* Start EXTRACTED INFORMATION *

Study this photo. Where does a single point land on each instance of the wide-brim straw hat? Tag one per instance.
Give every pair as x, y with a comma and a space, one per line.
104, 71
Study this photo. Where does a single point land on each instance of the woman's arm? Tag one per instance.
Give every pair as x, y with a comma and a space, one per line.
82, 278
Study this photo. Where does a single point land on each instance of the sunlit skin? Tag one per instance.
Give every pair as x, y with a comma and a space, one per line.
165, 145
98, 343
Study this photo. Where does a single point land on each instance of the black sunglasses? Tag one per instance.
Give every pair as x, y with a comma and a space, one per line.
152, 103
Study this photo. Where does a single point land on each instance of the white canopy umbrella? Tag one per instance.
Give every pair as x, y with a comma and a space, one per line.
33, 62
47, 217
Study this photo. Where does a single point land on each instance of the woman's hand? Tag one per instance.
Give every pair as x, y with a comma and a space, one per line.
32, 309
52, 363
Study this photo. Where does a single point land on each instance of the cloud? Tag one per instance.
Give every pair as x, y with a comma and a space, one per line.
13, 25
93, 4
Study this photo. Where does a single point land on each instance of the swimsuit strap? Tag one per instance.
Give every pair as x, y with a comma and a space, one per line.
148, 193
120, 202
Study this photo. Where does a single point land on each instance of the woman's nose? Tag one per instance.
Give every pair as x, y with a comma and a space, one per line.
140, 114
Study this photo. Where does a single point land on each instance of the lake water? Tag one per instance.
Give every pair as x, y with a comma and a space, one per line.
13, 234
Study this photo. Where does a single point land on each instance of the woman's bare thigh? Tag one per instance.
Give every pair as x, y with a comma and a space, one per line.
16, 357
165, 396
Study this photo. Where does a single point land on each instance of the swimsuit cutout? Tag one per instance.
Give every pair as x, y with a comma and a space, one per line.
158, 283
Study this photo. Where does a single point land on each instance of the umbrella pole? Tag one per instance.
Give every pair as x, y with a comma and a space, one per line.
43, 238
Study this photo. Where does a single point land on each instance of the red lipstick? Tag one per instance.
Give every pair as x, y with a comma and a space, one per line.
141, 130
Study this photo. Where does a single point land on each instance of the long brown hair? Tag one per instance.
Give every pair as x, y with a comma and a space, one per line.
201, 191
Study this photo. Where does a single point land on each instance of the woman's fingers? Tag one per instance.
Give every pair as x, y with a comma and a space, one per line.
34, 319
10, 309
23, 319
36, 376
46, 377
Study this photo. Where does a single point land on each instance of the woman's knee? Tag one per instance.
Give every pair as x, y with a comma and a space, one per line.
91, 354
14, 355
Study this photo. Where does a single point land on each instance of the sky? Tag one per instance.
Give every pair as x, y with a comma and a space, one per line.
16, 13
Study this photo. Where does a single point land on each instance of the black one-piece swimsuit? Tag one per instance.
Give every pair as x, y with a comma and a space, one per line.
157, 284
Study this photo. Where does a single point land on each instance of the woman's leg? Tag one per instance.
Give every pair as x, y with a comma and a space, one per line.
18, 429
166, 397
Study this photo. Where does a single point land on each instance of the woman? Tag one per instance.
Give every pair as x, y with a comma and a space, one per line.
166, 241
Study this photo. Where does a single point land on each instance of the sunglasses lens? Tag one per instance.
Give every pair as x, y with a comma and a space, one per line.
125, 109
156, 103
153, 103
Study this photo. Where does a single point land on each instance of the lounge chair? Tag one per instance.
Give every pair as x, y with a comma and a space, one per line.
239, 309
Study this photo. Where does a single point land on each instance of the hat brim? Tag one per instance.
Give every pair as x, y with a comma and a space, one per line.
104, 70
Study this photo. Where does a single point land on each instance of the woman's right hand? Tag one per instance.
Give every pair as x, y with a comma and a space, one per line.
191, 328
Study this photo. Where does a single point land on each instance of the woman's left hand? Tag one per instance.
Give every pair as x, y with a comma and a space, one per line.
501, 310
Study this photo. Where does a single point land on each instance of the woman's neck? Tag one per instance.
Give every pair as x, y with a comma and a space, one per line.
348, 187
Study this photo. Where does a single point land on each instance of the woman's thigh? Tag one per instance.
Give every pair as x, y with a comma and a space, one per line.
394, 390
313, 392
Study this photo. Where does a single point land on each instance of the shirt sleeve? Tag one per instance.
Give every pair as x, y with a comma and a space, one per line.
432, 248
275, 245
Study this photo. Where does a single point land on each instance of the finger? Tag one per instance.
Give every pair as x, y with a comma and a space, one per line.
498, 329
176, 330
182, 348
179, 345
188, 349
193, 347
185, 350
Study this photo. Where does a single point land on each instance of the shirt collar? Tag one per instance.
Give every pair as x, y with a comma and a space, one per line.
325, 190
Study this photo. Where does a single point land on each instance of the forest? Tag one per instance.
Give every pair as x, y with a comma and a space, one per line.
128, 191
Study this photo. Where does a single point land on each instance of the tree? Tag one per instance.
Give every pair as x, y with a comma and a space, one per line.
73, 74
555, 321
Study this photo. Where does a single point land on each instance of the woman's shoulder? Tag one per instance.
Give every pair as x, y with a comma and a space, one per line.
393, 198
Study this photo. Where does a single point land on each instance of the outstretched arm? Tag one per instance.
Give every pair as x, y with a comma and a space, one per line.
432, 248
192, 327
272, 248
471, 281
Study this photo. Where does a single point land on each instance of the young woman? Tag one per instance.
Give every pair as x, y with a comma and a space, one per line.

* End EXTRACTED INFORMATION *

● **WRITTEN PROBLEM**: Retype the material in full, character for character.

● **THE REPLY**:
Study this photo. Where does a single point land on each instance of the wide-brim straw hat? Tag one per instance.
Give every pair as x, y with a comma and a space, one per line.
104, 71
Study this photo. Where does a single point land on each instance of the woman's arm? Tag one per instance.
Give every pair as x, y with a comma and a space, one per line.
82, 278
Study this photo. Where does a single point land on each instance of the sunlit skin? Tag one per instance.
Give every pair as x, y with a comma and a space, one per line.
165, 145
98, 343
Study this photo. Where does a single point land on each instance of the black sunglasses? Tag one per instance.
Give every pair as x, y with a comma and a space, one per line.
152, 103
Study this photo. Where does a single point land on each instance of the white canopy umbrella? Tag one per instance.
Give every pair as x, y with a comma and a space, one per line.
33, 62
47, 217
Study this photo. Where does a single point land on each instance of the woman's hand? Tag one per instance.
Give every pair as x, y with a comma and a space, one per line.
32, 309
52, 363
Study this photo. Where does a single point land on each instance of the cloud? Tag one per instance.
Give every pair as x, y with a comma and a space, one per line.
13, 25
93, 4
Study this photo. Where does a single point land on each instance of the swimsuit strap? Tag one per instance.
Give every pair as x, y with a comma and a space, one per line.
148, 193
120, 202
Study this photo. Where does a single point land on each instance of the woman's nose? Tag one per instance.
Give every pair as x, y with a comma and a space, one per line.
140, 114
Study this photo. Where does a single point land on each instance of the lake water? Tag one per instance.
Give every pair as x, y with a comma and a space, one per line.
13, 234
Study this photo. Where does a single point land on each instance of the woman's bare thigh? Tag one per instance.
Give every pair as x, y with a comma and a space, one per line.
16, 357
165, 396
Study this photo. Where does a single point land on each instance of the swimsuit cutout? Tag one per instance.
Give every pair as x, y with a comma and a space, one per line.
158, 283
Study this photo. Where does a single point land on each instance of the umbrella pole? Tag one per instance.
Give every pair as x, y with a comma and a space, one per line.
43, 238
Study this photo. Where does a single point land on each instance of the red lipstick? Tag one per instance.
Give every pair as x, y with a comma and a space, one per line.
141, 130
Study this photo. Where does a single point land on each instance of the long brown hair? Tag one per instance.
Give every pair as x, y with a comma and a space, one per line.
201, 191
Study this photo. Where does a single point land on each instance of the woman's fingers? Tag one per instance.
Give every pair as x, y with a comma and a space, one per line.
34, 319
10, 309
23, 319
36, 376
46, 377
Study this photo. Where does a single point land on each instance of the woman's knee? Tag one per instance.
Give every pair as x, y with a comma and a space, one per line.
91, 354
14, 355
Study this photo. Where does a single point land on each instance of the sky? Tag one per instance.
Give every pair as x, y with a comma and a space, one per line.
16, 13
Study this photo. Where does a single point land on each instance of the black one-piece swimsuit? Tag one per instance.
Give every pair as x, y with a comma and a space, one per line.
157, 284
Study this photo. Where does a single point land on each instance of the woman's leg? Tag one per instance.
Give every pair as x, y with a comma and a space, one per line.
18, 429
166, 397
Study this photo. Where does a single point land on each instance of the woman? Tag one per instance.
Give every pair as x, y with a comma and a space, one per line.
166, 241
Study this photo. Where does a single point land on each instance of the sunglasses lens? Tag one per instance.
Give every pair as x, y with a comma and a space, one per line.
125, 109
156, 103
153, 103
Study this photo. Where does a single point land on each instance of the lounge chair? Tag one per instance.
Give every pair as x, y with a comma and a space, one per line.
239, 309
Study this photo. Where does a single point land on each instance of the hat brim? Tag one per instance.
Give every pair as x, y with a comma and a space, one per line.
104, 70
Study this photo. Where does a single point land on each instance of the woman's right hand? Tag one per instance.
Give every pair as x, y with a comma and a space, one per line.
191, 328
Study this photo. Where does a single point land on each instance of the woman's left hand? Tag one per instance.
Give every pair as x, y with a comma and a space, one per line.
501, 310
Study this photo. Where does a single point land on each instance of the woman's neck? Tag one per instance.
Give every pair as x, y with a comma and a space, one per line.
348, 187
Study this photo. Where does a single point land on each instance of the woman's thigh? Tag one per instance.
Give every pair as x, y with a comma and a space, one per line.
394, 390
313, 392
Study this photo. Where does a single point land on each instance of the shirt sleeve? Tag one per instance.
Give every pair as x, y with a comma and a space, one per line.
432, 248
275, 245
Study this photo. Where does a single point land on each instance of the finger? Tag one per instance.
Give every pair as x, y with a comma and a space, one per line.
498, 329
176, 330
182, 348
179, 345
188, 349
193, 347
185, 350
Study this photo. Where does a single point land on each instance of the shirt collar? Tag one per instance.
Give every pair as x, y with a comma and a space, one per line.
325, 190
Study this photo. Where does a single point land on each instance of the forest? Tag one per instance.
Give every pair as x, y with a comma and a space, one per line.
128, 191
Study this photo. Where does a single point land on each instance of the tree? Tag one per instance.
Give every pair as x, y with a comma and a space, one per line.
73, 74
555, 321
Study this photo. Where does a single point land on each instance of the woman's shoulder? Tag one per instance.
Give every pair as x, y with a comma and a space, one per line.
393, 198
Study this photo. Where does a single point land on each instance of the outstretched arm? Tag one per instance.
Give every pair as x, y with a comma and a space, one per line.
432, 248
192, 327
272, 248
471, 281
Study this photo. Where does a single point land on each instance of the young woman? Tag one per instance.
Give every pair as x, y with a comma and a space, one per line.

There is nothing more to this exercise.